• To do: Take the lines from the one containing "Could you please mark the stone" up to and including the one containing "Could you please mark the flower", and change every "marker" in them to "pin". Return only those lines, with nothing else altered.

::: Dataset content

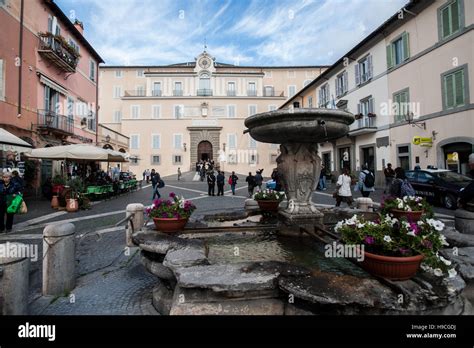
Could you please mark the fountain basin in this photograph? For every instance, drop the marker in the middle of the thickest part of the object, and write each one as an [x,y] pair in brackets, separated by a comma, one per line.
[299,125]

::::::
::: Dataset content

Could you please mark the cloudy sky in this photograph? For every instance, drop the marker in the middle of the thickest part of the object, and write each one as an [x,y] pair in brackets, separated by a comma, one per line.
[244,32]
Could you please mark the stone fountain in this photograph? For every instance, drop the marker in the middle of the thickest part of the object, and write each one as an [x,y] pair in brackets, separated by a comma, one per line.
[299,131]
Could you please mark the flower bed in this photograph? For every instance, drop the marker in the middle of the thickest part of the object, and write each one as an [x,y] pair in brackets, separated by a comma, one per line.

::::::

• Exercise output:
Could you please mark the stone fountain in this photograph? For every instance, drop the pin in the middle of the thickest part of the object, and write each one as an [x,y] pair in brackets, separated by a comma, one per line.
[299,131]
Could you please mark the flower bed in this photograph? For every instance, drop the pin in the middle of the thickest part of the object, and write each one as an [x,y] pair in brackets, separated by a comma, one per line.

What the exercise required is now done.